▶ _Directions_: Copy the data word for word, keeping every line.

BEGIN Extracted data

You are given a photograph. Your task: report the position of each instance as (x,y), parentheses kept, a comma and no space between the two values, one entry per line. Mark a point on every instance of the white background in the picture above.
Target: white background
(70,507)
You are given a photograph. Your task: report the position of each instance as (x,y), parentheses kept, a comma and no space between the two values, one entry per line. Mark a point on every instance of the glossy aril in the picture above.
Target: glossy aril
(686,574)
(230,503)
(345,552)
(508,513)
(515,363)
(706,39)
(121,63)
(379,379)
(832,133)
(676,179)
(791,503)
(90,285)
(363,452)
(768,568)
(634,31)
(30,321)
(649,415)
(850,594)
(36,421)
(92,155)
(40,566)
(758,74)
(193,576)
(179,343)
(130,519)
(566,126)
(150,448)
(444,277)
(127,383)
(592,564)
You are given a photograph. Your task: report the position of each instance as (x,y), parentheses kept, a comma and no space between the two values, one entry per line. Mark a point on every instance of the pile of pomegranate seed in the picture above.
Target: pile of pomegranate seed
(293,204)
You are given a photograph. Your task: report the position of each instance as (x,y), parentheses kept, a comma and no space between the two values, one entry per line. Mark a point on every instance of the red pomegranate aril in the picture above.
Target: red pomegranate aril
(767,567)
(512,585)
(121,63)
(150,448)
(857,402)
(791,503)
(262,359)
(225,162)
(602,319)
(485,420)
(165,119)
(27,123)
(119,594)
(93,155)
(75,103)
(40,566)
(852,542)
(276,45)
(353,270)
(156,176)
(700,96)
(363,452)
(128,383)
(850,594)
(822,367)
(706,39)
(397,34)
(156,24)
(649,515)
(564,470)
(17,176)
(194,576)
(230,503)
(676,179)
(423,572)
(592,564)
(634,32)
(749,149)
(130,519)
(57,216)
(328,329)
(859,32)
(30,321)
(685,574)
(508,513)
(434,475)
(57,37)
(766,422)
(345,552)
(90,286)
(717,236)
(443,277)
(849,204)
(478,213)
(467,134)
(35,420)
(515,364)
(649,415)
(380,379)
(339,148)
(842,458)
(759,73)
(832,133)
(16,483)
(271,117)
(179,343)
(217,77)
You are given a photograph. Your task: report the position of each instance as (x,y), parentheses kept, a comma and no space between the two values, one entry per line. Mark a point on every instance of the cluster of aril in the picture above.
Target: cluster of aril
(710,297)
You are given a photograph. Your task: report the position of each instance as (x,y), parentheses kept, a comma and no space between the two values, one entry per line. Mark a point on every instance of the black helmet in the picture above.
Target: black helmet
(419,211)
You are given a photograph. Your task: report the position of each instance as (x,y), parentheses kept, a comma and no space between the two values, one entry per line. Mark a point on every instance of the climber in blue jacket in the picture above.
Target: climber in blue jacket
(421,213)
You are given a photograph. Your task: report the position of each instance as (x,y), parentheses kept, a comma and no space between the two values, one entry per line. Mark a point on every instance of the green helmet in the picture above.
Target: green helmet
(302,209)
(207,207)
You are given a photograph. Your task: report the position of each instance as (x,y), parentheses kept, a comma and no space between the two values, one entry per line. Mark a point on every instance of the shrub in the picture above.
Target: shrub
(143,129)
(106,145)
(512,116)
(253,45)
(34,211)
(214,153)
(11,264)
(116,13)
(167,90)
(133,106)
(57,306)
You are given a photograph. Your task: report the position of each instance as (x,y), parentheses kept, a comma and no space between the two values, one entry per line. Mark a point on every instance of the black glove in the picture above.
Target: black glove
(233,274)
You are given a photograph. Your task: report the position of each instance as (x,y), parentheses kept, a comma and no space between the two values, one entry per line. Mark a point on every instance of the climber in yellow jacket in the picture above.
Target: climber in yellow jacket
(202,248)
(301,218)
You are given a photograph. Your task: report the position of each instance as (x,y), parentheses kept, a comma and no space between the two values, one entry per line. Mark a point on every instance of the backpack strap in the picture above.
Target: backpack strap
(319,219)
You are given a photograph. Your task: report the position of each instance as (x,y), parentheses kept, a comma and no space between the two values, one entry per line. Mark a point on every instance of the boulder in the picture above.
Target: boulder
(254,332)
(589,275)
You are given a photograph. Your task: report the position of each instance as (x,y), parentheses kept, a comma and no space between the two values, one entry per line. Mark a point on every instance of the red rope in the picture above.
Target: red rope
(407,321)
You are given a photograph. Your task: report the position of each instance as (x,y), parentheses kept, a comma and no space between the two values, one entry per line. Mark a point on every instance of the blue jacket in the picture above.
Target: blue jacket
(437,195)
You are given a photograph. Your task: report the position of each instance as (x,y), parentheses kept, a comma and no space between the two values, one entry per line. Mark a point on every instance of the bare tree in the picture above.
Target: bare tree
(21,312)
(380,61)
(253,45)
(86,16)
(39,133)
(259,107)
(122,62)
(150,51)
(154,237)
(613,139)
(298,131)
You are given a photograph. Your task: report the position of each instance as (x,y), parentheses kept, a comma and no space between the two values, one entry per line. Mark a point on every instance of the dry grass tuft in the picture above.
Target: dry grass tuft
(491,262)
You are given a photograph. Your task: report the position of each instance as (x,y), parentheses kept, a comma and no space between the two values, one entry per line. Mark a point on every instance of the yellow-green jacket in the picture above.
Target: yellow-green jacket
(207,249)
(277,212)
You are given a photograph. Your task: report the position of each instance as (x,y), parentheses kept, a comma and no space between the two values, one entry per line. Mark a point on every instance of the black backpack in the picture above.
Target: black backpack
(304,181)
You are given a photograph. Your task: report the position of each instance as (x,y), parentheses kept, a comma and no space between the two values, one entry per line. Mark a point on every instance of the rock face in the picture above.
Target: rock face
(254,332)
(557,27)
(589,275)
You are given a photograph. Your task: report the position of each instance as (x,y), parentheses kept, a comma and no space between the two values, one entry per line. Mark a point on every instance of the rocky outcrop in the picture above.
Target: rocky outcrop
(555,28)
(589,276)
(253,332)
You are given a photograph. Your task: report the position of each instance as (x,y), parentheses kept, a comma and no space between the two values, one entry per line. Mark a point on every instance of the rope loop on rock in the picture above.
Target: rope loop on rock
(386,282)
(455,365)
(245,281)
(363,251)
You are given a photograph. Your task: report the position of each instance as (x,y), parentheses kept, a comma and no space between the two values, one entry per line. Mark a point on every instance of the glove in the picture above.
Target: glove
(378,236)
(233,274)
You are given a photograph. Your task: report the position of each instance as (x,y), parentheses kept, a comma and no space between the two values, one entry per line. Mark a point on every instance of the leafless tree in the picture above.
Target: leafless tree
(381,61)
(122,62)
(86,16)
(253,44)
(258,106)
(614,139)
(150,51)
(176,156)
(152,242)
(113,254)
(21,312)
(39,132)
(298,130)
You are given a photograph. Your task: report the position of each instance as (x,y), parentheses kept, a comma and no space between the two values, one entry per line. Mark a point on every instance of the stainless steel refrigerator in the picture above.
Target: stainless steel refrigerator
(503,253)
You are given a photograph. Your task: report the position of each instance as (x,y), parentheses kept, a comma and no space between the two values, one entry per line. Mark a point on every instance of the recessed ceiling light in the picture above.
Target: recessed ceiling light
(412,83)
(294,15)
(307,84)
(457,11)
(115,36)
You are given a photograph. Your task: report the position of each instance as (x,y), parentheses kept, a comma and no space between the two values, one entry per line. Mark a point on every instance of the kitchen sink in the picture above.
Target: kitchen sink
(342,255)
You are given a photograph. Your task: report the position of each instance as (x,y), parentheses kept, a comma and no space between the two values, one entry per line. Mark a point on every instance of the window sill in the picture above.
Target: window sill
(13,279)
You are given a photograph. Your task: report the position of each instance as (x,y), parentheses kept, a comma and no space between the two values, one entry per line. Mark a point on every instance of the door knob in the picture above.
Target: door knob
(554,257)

END Extracted data

▶ _Solution for this task_:
You are given a photograph. Your task: report the position of each instance as (x,y), parentheses kept, a comma and no space between the two values, one entry per line. Mark a point on every instance of the white background in the picture above.
Target: white background
(70,507)
You are given a photograph. Your task: report the position of each instance as (x,y), parentheses kept, a comma and no space between the two values, one entry per line. Mark a point on every instance of the glossy aril in the picture above.
Target: glossy aril
(686,574)
(230,503)
(345,552)
(508,513)
(515,363)
(706,39)
(121,63)
(379,379)
(832,133)
(676,179)
(791,503)
(90,285)
(363,452)
(768,568)
(634,31)
(30,321)
(649,415)
(850,594)
(36,421)
(92,155)
(40,566)
(758,74)
(193,576)
(179,343)
(130,519)
(566,126)
(150,448)
(444,277)
(127,383)
(592,564)
You are given a photograph. Your task: report the position of each instance as (x,y), parentheses kept, a comma and no space between the two values, one entry per line. Mark a point on every instance of the pile of pomegranate seed in the picture above.
Target: pile of pomegranate seed
(293,204)
You are given a photograph. Your task: report the position of each instance as (x,y), parentheses kept, a comma and no space between the two values, one entry per line. Mark a point on every instance of the red pomegranate aril in the picture above.
Target: red pomegranate aril
(767,567)
(512,585)
(121,63)
(150,448)
(857,402)
(791,503)
(262,359)
(225,162)
(602,319)
(485,420)
(165,119)
(27,123)
(119,594)
(93,155)
(75,103)
(40,566)
(852,542)
(276,45)
(353,270)
(156,176)
(700,96)
(363,452)
(128,383)
(850,594)
(822,367)
(706,39)
(397,34)
(156,24)
(649,515)
(564,470)
(17,176)
(194,576)
(230,503)
(676,179)
(423,572)
(592,564)
(634,32)
(749,149)
(130,519)
(57,216)
(328,329)
(859,32)
(30,321)
(685,574)
(508,513)
(434,475)
(57,37)
(766,422)
(345,552)
(90,286)
(717,236)
(443,277)
(849,204)
(478,213)
(467,134)
(35,420)
(515,364)
(649,415)
(380,379)
(339,148)
(842,458)
(759,73)
(832,133)
(16,483)
(271,117)
(179,343)
(217,77)
You are given a photograph. Your task: report the position of each instance as (x,y), parentheses kept, a comma and no space between the two values, one entry per line. Mark a point on every instance of the cluster of aril in the picture above.
Target: cluster of aril
(710,297)
You are given a photograph. Your task: report the position of each instance as (x,y), parentheses kept, a comma and no space between the two values, one entry per line. Mark a point on every instance of the black helmet in the picture above.
Target: black helmet
(419,211)
You are given a photograph. Your task: report the position of each instance as (x,y), parentheses kept, a comma and no space between the two values, one entry per line. Mark a point on every instance of the climber in blue jacket in the picture above.
Target: climber in blue jacket
(421,213)
You are given a photograph. Your task: report the position of each instance as (x,y), parentheses kept, a comma and no space between the two values, one entry per line. Mark a point on every instance of the green helmet in the picture above.
Target: green helmet
(302,209)
(207,207)
You are given a photograph. Your task: report the position of each instance as (x,y), parentheses kept, a comma and no space between the two values, one entry per line. Mark a point on every instance of the shrub in the picture above.
Target: shrub
(143,129)
(106,145)
(512,116)
(253,45)
(34,211)
(214,153)
(11,264)
(116,13)
(167,90)
(133,106)
(57,306)
You are given a photograph. Your task: report the position of each instance as (x,y), parentheses kept, a comma and no space between the two values, one entry per line. Mark a point on every instance of the black glove in the picture above.
Target: black glove
(233,274)
You are given a photograph. Your task: report the position of each instance as (x,y), parentheses kept, a comma and no space between the two values, one entry per line. Mark a point on every instance of the climber in yellow jacket in the picture above.
Target: climber in yellow jacket
(202,248)
(301,218)
You are given a photograph. Your task: report the position of each instance as (x,y), parentheses kept, a comma and no space between the two values, one entry per line. Mark a point on every instance of the backpack strap in the picture above.
Target: backpack strap
(319,219)
You are given a photograph. Your task: report the position of each instance as (x,y), parentheses kept, a comma and no space between the two values, one entry per line. Mark a point on every instance of the boulder in the picture above.
Target: boulder
(254,332)
(589,275)
You are given a photograph. Your task: report the position of each instance as (x,y), parentheses kept, a comma and no space between the two values, one entry per line. Mark a point on every instance of the red rope in the picture above.
Target: red rope
(407,321)
You are given a photograph. Your task: report the position of each instance as (x,y), parentheses kept, a comma and no space between the two values, one entry per line. Mark a point on every instance of the blue jacket in the picture above.
Target: blue jacket
(437,195)
You are given a photograph. Your task: report the position of each instance as (x,y), parentheses kept, a comma and no space between the two values, one entry per line. Mark a point on every instance of the bare tree in the picture above.
Target: bare tree
(21,312)
(380,61)
(253,45)
(86,16)
(39,133)
(259,107)
(122,62)
(150,51)
(154,237)
(613,139)
(298,131)
You are given a photograph. Your task: report the position of each instance as (x,y), parentheses kept, a comma and no space between the two values, one entry per line. Mark a point on every instance of the dry grass tuft in the picture above.
Target: dry grass tuft
(491,262)
You are given a photograph. Your task: report the position of each instance as (x,y), parentheses kept, a comma and no space between the two values, one entry per line. Mark a point on every instance of the yellow-green jacket in the picture above.
Target: yellow-green jacket
(207,249)
(277,212)
You are given a photograph. Your task: report the position of each instance as (x,y), parentheses kept, a comma and no space between the two values, one entry per line. Mark a point on every instance of the black backpack in the picture above.
Target: black backpack
(304,181)
You are given a photograph. Your task: report the position of each instance as (x,y), parentheses kept, a comma and no space between the two values, one entry per line. Mark a point on every instance of the rock face in the picture above.
Target: rock face
(254,332)
(557,27)
(589,275)
You are given a photograph. Your task: report the position of each instance as (x,y), parentheses kept, a comma and no space between the two values, one entry per line. Mark a point on every instance of the rocky outcrop in the picture above.
Target: rocky outcrop
(555,28)
(589,276)
(253,332)
You are given a photograph. Your task: report the position of each instance as (x,y), parentheses kept, a comma and no space between the two values, one entry per line. Mark a point on every instance of the rope loop on rock in the picture above.
Target: rope loop on rock
(386,282)
(455,365)
(245,281)
(363,251)
You are given a photograph. Your task: report the position of each instance as (x,y), parentheses kept, a comma and no space between the two values, one entry per line. Mark a point on every instance of the glove in the picture above.
Target: glove
(378,236)
(233,274)
You are given a photograph. Your task: report the position of each instance as (x,y), parentheses kept, a comma and no space between the two values, one entry per line. Mark a point on every instance of the leafless tree in the picture above.
Target: leafless tree
(381,61)
(122,62)
(86,16)
(253,44)
(258,106)
(614,139)
(150,51)
(176,156)
(152,242)
(113,254)
(21,312)
(39,132)
(298,130)
You are given a photograph. Your task: report the position of each instance as (x,y), parentheses kept, a comma and no space between the two values, one entry per line. Mark a point on every instance of the stainless steel refrigerator in the picture above.
Target: stainless steel refrigerator
(503,253)
You are given a photograph. Your task: report the position of each instance as (x,y), parentheses kept, a comma and no space between the two values, one entry per line. Mark a point on every instance of the recessed ceiling light in the picture above.
Target: recessed ceiling light
(412,83)
(294,15)
(307,84)
(457,11)
(115,36)
You are given a photograph. Your task: report the position of each instance as (x,y), parentheses kept, a comma and no space between the two values, one entry per line. Mark a point on every instance of the kitchen sink in the picture above.
Target: kitchen sink
(342,255)
You are given a photograph. Your task: report the position of each instance as (x,y), parentheses kept, a comma and no space between the two values, one entry per line. Mark a point on every instance of the window sill in the picture above.
Target: window sill
(13,279)
You are given a photograph. Your task: report the position of each instance as (x,y), parentheses kept, a comma and no space between the two values, one entry per line. Mark a point on every instance of the door knob in the picture above.
Target: door knob
(554,257)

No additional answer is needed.